## begin DATASET ENTRIES

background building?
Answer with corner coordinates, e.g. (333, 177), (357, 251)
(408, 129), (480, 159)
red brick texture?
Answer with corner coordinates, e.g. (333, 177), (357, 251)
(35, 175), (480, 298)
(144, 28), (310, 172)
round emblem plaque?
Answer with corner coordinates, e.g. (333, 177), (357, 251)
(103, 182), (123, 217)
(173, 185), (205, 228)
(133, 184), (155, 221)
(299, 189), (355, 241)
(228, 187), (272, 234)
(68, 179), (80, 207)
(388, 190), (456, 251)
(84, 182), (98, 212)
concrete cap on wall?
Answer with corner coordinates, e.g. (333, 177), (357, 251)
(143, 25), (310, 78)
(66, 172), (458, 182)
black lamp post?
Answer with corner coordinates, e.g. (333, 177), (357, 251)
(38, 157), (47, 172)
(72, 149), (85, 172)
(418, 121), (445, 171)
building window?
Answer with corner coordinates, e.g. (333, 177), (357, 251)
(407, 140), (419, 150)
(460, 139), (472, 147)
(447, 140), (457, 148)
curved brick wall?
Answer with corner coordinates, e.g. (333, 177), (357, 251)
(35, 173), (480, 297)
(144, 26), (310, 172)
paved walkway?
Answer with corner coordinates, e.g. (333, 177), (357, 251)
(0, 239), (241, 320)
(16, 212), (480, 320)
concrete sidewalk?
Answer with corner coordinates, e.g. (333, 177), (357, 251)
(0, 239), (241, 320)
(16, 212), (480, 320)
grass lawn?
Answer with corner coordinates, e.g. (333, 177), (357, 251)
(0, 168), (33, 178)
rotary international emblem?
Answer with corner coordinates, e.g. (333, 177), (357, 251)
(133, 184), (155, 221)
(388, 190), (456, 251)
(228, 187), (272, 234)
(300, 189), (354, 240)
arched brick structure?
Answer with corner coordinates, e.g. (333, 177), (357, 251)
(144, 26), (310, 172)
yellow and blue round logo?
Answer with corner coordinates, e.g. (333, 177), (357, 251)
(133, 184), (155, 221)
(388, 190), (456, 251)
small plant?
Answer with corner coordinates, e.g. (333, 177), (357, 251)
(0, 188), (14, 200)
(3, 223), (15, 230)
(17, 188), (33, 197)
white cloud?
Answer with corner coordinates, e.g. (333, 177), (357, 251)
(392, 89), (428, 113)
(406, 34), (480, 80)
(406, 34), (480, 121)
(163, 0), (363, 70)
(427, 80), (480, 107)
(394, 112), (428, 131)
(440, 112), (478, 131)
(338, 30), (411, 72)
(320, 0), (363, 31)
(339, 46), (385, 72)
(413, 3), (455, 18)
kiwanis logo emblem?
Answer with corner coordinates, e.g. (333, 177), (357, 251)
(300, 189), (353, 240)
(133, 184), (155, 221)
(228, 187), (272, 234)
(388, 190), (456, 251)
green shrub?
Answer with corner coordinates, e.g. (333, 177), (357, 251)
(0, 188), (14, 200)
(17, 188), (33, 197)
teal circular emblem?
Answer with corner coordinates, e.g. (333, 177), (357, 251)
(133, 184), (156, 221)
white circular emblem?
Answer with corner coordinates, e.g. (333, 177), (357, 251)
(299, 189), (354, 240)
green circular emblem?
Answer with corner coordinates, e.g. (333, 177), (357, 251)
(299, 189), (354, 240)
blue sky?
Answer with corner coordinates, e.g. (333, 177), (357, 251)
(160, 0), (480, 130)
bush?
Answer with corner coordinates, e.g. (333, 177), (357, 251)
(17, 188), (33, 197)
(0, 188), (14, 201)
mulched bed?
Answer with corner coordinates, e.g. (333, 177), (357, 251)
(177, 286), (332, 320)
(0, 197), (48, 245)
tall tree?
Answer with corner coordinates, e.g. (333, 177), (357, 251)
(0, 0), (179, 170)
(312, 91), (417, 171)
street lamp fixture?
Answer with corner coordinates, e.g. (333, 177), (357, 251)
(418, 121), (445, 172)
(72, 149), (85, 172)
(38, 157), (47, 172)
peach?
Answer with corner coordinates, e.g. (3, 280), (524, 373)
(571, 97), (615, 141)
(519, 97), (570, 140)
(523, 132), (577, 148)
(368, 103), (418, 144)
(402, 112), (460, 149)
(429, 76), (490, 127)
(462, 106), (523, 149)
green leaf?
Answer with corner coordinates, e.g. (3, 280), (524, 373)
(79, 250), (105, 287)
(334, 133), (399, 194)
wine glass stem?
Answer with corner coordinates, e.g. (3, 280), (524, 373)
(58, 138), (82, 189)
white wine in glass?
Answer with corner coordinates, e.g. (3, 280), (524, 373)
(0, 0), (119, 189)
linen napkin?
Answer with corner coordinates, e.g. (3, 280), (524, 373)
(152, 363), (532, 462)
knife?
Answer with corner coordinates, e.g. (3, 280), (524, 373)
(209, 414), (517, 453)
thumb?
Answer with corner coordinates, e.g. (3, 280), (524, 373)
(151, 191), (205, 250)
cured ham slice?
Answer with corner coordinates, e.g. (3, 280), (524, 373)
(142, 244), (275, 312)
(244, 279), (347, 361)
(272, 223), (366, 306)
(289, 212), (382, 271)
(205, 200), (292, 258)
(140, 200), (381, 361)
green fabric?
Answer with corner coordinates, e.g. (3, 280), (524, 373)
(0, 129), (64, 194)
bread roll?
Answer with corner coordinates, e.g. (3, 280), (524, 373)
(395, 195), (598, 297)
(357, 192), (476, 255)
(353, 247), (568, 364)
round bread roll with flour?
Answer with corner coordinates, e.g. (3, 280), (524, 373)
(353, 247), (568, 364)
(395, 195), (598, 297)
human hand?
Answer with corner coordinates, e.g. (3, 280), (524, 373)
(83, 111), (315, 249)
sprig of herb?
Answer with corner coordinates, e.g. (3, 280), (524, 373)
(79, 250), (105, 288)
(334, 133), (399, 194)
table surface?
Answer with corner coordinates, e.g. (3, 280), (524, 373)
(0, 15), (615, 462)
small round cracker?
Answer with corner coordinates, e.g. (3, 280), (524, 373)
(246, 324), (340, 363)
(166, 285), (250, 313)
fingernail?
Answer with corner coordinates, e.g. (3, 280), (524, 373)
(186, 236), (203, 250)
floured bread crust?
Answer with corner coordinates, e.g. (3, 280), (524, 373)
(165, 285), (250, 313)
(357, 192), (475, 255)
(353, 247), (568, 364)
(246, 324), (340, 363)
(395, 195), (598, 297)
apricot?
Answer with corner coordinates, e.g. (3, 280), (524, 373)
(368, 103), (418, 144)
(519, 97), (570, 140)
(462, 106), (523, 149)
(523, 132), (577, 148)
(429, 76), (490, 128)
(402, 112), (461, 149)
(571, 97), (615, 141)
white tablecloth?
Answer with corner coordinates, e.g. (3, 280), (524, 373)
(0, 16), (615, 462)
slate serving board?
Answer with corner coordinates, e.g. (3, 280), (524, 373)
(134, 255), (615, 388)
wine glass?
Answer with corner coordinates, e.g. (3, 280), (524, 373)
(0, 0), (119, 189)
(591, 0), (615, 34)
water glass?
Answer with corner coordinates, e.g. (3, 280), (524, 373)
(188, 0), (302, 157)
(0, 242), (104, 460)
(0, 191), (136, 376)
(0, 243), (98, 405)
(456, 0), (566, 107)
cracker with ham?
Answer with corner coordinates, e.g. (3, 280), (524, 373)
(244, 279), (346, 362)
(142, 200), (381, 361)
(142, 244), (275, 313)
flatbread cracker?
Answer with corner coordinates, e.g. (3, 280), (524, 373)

## end DATASET ENTRIES

## TASK INSTRUCTIONS:
Rewrite each line of the listing above as a JSON list of strings, one string per line, omitting any blank lines.

## SOLUTION:
[
  "background building?",
  "Answer with corner coordinates, e.g. (333, 177), (357, 251)",
  "(408, 129), (480, 159)",
  "red brick texture?",
  "Answer with corner coordinates, e.g. (333, 177), (357, 251)",
  "(35, 175), (480, 298)",
  "(144, 28), (310, 172)",
  "round emblem plaque?",
  "Answer with corner coordinates, e.g. (333, 177), (357, 251)",
  "(103, 182), (123, 217)",
  "(173, 185), (205, 228)",
  "(133, 184), (155, 221)",
  "(299, 189), (355, 241)",
  "(228, 187), (272, 234)",
  "(68, 179), (80, 207)",
  "(388, 190), (456, 251)",
  "(84, 182), (98, 212)",
  "concrete cap on wall?",
  "Answer with corner coordinates, e.g. (333, 177), (357, 251)",
  "(143, 25), (310, 78)",
  "(66, 172), (458, 182)",
  "black lamp post?",
  "Answer with corner coordinates, e.g. (333, 177), (357, 251)",
  "(38, 157), (47, 172)",
  "(72, 149), (85, 172)",
  "(418, 121), (445, 171)",
  "building window?",
  "Answer with corner coordinates, e.g. (333, 177), (357, 251)",
  "(407, 140), (419, 150)",
  "(460, 139), (472, 147)",
  "(447, 140), (457, 148)",
  "curved brick wall?",
  "Answer with corner coordinates, e.g. (333, 177), (357, 251)",
  "(35, 173), (480, 297)",
  "(144, 26), (310, 172)",
  "paved walkway?",
  "Answer with corner coordinates, e.g. (333, 177), (357, 251)",
  "(0, 239), (241, 320)",
  "(16, 212), (480, 320)",
  "concrete sidewalk?",
  "Answer with corner coordinates, e.g. (333, 177), (357, 251)",
  "(0, 239), (241, 320)",
  "(16, 212), (480, 320)",
  "grass lawn?",
  "Answer with corner coordinates, e.g. (333, 177), (357, 251)",
  "(0, 168), (33, 178)",
  "rotary international emblem?",
  "Answer with corner coordinates, e.g. (333, 177), (357, 251)",
  "(133, 184), (155, 221)",
  "(388, 190), (456, 251)",
  "(228, 187), (272, 234)",
  "(300, 189), (354, 240)",
  "arched brick structure?",
  "Answer with corner coordinates, e.g. (333, 177), (357, 251)",
  "(144, 26), (310, 172)",
  "yellow and blue round logo?",
  "Answer with corner coordinates, e.g. (333, 177), (357, 251)",
  "(133, 184), (155, 221)",
  "(388, 190), (456, 251)",
  "small plant?",
  "Answer with corner coordinates, e.g. (333, 177), (357, 251)",
  "(0, 188), (14, 200)",
  "(3, 223), (15, 230)",
  "(17, 188), (33, 197)",
  "white cloud?",
  "Answer with corner coordinates, e.g. (333, 177), (357, 251)",
  "(392, 89), (428, 113)",
  "(406, 34), (480, 80)",
  "(406, 34), (480, 121)",
  "(163, 0), (363, 70)",
  "(427, 80), (480, 107)",
  "(394, 112), (428, 131)",
  "(440, 112), (478, 131)",
  "(338, 30), (411, 72)",
  "(320, 0), (363, 31)",
  "(339, 46), (385, 72)",
  "(413, 3), (455, 18)",
  "kiwanis logo emblem?",
  "Answer with corner coordinates, e.g. (333, 177), (357, 251)",
  "(300, 189), (353, 240)",
  "(133, 184), (155, 221)",
  "(228, 187), (272, 234)",
  "(388, 190), (456, 251)",
  "green shrub?",
  "Answer with corner coordinates, e.g. (333, 177), (357, 251)",
  "(0, 188), (14, 200)",
  "(17, 188), (33, 197)",
  "teal circular emblem?",
  "Answer with corner coordinates, e.g. (333, 177), (357, 251)",
  "(133, 184), (156, 221)",
  "white circular emblem?",
  "Answer with corner coordinates, e.g. (333, 177), (357, 251)",
  "(299, 189), (354, 240)",
  "green circular emblem?",
  "Answer with corner coordinates, e.g. (333, 177), (357, 251)",
  "(299, 189), (354, 240)",
  "blue sky?",
  "Answer with corner coordinates, e.g. (333, 177), (357, 251)",
  "(160, 0), (480, 130)",
  "bush?",
  "Answer with corner coordinates, e.g. (333, 177), (357, 251)",
  "(17, 188), (33, 197)",
  "(0, 188), (14, 201)",
  "mulched bed?",
  "Answer with corner coordinates, e.g. (333, 177), (357, 251)",
  "(177, 286), (332, 320)",
  "(0, 197), (48, 245)",
  "tall tree?",
  "Answer with corner coordinates, e.g. (333, 177), (357, 251)",
  "(0, 0), (179, 170)",
  "(312, 91), (417, 171)",
  "street lamp fixture?",
  "Answer with corner coordinates, e.g. (333, 177), (357, 251)",
  "(418, 121), (445, 172)",
  "(72, 149), (85, 172)",
  "(38, 157), (47, 172)",
  "peach?",
  "Answer with corner coordinates, e.g. (3, 280), (524, 373)",
  "(571, 97), (615, 141)",
  "(519, 97), (570, 140)",
  "(523, 132), (577, 148)",
  "(368, 103), (418, 144)",
  "(402, 112), (460, 149)",
  "(429, 76), (490, 127)",
  "(462, 106), (523, 149)",
  "green leaf?",
  "Answer with corner coordinates, e.g. (3, 280), (524, 373)",
  "(79, 250), (105, 287)",
  "(334, 133), (399, 194)",
  "wine glass stem?",
  "Answer with corner coordinates, e.g. (3, 280), (524, 373)",
  "(58, 138), (82, 189)",
  "white wine in glass?",
  "Answer with corner coordinates, e.g. (3, 280), (524, 373)",
  "(0, 0), (119, 189)",
  "linen napkin?",
  "Answer with corner coordinates, e.g. (3, 280), (524, 373)",
  "(152, 363), (532, 462)",
  "knife?",
  "Answer with corner coordinates, e.g. (3, 280), (524, 373)",
  "(209, 414), (517, 453)",
  "thumb?",
  "Answer with corner coordinates, e.g. (3, 280), (524, 373)",
  "(151, 191), (205, 250)",
  "cured ham slice?",
  "Answer with corner coordinates, e.g. (3, 280), (524, 373)",
  "(142, 244), (275, 312)",
  "(244, 279), (347, 361)",
  "(272, 223), (366, 306)",
  "(289, 212), (382, 271)",
  "(205, 200), (292, 258)",
  "(140, 200), (381, 361)",
  "green fabric?",
  "Answer with corner coordinates, e.g. (3, 280), (524, 373)",
  "(0, 129), (64, 194)",
  "bread roll?",
  "Answer with corner coordinates, e.g. (3, 280), (524, 373)",
  "(395, 195), (598, 297)",
  "(357, 192), (476, 255)",
  "(353, 247), (568, 364)",
  "round bread roll with flour?",
  "Answer with corner coordinates, e.g. (3, 280), (524, 373)",
  "(353, 247), (568, 364)",
  "(395, 195), (598, 297)",
  "human hand?",
  "Answer with corner coordinates, e.g. (3, 280), (524, 373)",
  "(83, 111), (315, 249)",
  "sprig of herb?",
  "Answer with corner coordinates, e.g. (3, 280), (524, 373)",
  "(79, 250), (105, 288)",
  "(334, 133), (399, 194)",
  "table surface?",
  "Answer with corner coordinates, e.g. (3, 280), (524, 373)",
  "(0, 15), (615, 462)",
  "small round cracker?",
  "Answer with corner coordinates, e.g. (3, 280), (524, 373)",
  "(246, 324), (340, 363)",
  "(166, 285), (250, 313)",
  "fingernail?",
  "Answer with corner coordinates, e.g. (3, 280), (524, 373)",
  "(186, 236), (203, 250)",
  "floured bread crust?",
  "Answer with corner coordinates, e.g. (3, 280), (524, 373)",
  "(165, 285), (250, 313)",
  "(357, 192), (475, 255)",
  "(353, 247), (568, 364)",
  "(246, 324), (340, 363)",
  "(395, 195), (598, 297)",
  "apricot?",
  "Answer with corner coordinates, e.g. (3, 280), (524, 373)",
  "(368, 103), (418, 144)",
  "(519, 97), (570, 140)",
  "(462, 106), (523, 149)",
  "(523, 132), (577, 148)",
  "(429, 76), (490, 128)",
  "(402, 112), (461, 149)",
  "(571, 97), (615, 141)",
  "white tablecloth?",
  "Answer with corner coordinates, e.g. (3, 280), (524, 373)",
  "(0, 16), (615, 462)",
  "slate serving board?",
  "Answer with corner coordinates, e.g. (3, 280), (524, 373)",
  "(134, 255), (615, 388)",
  "wine glass?",
  "Answer with corner coordinates, e.g. (3, 280), (524, 373)",
  "(0, 0), (119, 189)",
  "(591, 0), (615, 34)",
  "water glass?",
  "Answer with corner coordinates, e.g. (3, 280), (524, 373)",
  "(188, 0), (302, 157)",
  "(0, 242), (104, 460)",
  "(0, 191), (136, 376)",
  "(0, 243), (98, 405)",
  "(456, 0), (566, 107)",
  "cracker with ham?",
  "Answer with corner coordinates, e.g. (3, 280), (524, 373)",
  "(244, 279), (346, 362)",
  "(142, 200), (381, 361)",
  "(142, 244), (275, 313)",
  "flatbread cracker?",
  "Answer with corner coordinates, e.g. (3, 280), (524, 373)"
]